• TO DO
Print every record exactly, with nothing added or left out.

• AVAILABLE RECORDS
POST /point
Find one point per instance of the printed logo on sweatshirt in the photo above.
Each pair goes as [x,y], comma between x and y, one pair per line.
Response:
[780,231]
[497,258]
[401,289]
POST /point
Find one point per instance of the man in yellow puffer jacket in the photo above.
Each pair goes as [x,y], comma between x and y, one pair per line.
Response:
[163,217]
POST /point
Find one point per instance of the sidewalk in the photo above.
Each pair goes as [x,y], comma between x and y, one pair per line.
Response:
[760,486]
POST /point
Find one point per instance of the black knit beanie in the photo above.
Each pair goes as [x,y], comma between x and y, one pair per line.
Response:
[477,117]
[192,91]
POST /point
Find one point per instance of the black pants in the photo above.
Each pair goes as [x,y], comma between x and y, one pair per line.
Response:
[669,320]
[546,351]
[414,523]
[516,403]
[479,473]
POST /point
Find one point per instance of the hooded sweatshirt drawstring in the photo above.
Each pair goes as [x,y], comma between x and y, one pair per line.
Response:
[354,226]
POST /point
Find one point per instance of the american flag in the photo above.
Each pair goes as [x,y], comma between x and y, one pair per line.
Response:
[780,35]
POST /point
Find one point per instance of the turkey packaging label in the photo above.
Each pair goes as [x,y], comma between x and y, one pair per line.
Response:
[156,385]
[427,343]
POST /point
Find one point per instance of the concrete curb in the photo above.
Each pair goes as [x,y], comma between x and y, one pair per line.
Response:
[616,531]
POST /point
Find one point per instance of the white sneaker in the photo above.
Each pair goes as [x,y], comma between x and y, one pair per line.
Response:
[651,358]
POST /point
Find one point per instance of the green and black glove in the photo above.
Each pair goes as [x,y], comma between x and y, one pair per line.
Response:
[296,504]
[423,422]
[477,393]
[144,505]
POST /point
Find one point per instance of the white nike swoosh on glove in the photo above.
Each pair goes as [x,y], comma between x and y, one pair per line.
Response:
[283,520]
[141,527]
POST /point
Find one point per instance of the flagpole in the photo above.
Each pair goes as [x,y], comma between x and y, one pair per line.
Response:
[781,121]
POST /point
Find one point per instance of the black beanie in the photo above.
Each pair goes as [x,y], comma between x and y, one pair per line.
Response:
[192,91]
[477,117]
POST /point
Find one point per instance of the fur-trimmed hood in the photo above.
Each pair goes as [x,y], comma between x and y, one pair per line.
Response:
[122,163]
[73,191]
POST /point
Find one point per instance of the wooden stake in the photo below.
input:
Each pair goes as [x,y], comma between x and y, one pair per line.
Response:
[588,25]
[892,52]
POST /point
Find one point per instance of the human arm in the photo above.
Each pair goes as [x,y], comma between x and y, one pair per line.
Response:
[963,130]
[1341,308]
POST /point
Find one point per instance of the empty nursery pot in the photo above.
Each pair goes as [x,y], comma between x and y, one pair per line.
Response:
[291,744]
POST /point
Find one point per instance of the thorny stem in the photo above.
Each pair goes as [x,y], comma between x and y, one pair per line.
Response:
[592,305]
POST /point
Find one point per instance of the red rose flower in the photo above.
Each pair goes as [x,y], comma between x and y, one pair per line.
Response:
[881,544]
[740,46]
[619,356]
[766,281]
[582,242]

• YOUR RESPONSE
POST /point
Find one point per instance of the printed logo on sweatshirt in the photo above.
Each pair goes as [x,y], comma between x and y, one pair per line.
Response:
[780,231]
[497,258]
[401,289]
POST /point
Find one point per instance of the man in yellow puffer jacket in the photo above.
Each pair goes as [x,y], comma between x and y, one pair per line.
Response:
[163,217]
POST /point
Find one point per instance of the sidewalk in the photo above.
Each pair goes as [x,y], comma between x and y, one pair per line.
Response:
[760,486]
POST /point
Find one point per instance of the black knit beanie in the photo above.
Each pair goes as [x,y], comma between x and y, one pair per line.
Response:
[477,117]
[192,91]
POST /point
Find one point per instance of the black pants in the photo above.
Each pair goes as [x,y], comma between x and y, one pair per line.
Response:
[669,320]
[546,351]
[414,523]
[516,403]
[479,473]
POST /point
Find one point per instance of the hooded sweatshirt drawstring in the photo above.
Each pair goes as [x,y], comma between x and y, one pair per line.
Response:
[354,226]
POST /point
Find one point per instance of the american flag in the photo above.
Each pair goes as [x,y], comma between x and y, one pair per line.
Response:
[780,35]
POST /point
Find one point per instance of the turkey packaging label in the photo above.
Each pair goes as [x,y], comma between x and y, one pair per line.
Response:
[156,385]
[427,343]
POST /point
Find one point per instance of the concrete curb in the photo above.
Each pair goes as [x,y], comma between x and y, one pair per line.
Response:
[616,531]
POST /point
Find one point per instance of the white sneaker in the photo above.
Each pair goes as [x,y], comma between x and y, one pair per line.
Response:
[651,358]
POST /point
Find one point per instance of the green and black glove in the photo above.
Each pair goes as [x,y], comma between x and y, one pair per line.
Response:
[296,504]
[423,422]
[477,393]
[144,505]
POST /point
Find one point per instance of the white nike swoosh on glove in the photo above.
Each pair goes as [x,y], comma between x and y, one pair per line.
Response:
[283,520]
[141,527]
POST /point
Find one point per instance of the flagpole in the photo above.
Each pair goes as [x,y], comma between x and y, one pair per line.
Response:
[781,121]
POST /point
Find one point per instance of the black beanie in the photo above.
Each pair goes as [x,y], comma between x and y, one pair per line.
Response:
[192,91]
[477,117]
POST /point
Find one point per instance of the fur-trimmed hood in the photo above.
Each pair goes as [x,y], comma between x and y, one pair per line.
Response:
[122,163]
[73,191]
POST /point
Find one point per instance of the wooden stake in the photo below.
input:
Each pair goes as [x,y], comma between x and y, one pair per line.
Response:
[588,25]
[892,52]
POST /point
Find one point per instance of the human arm in the photo above.
Each pair goes as [x,y], comma between x and y, one pair per line.
Response:
[963,130]
[1341,308]
POST /point
Find one point per instance of the empty nursery pot in the photo above.
Each pair goes as [x,y], comma between x and y, one pair per line.
Response:
[291,744]
POST /point
Find one point per instance of the thorny stem in the photo above.
Each pair goes as [x,y], comma between x and y, one pair per line.
Response:
[592,305]
POST /point
Find one point per instance of the red rose flower in the photo above.
Each pair goes as [x,y], comma between x and y, one pair per line.
Response:
[881,544]
[740,46]
[619,356]
[766,281]
[582,242]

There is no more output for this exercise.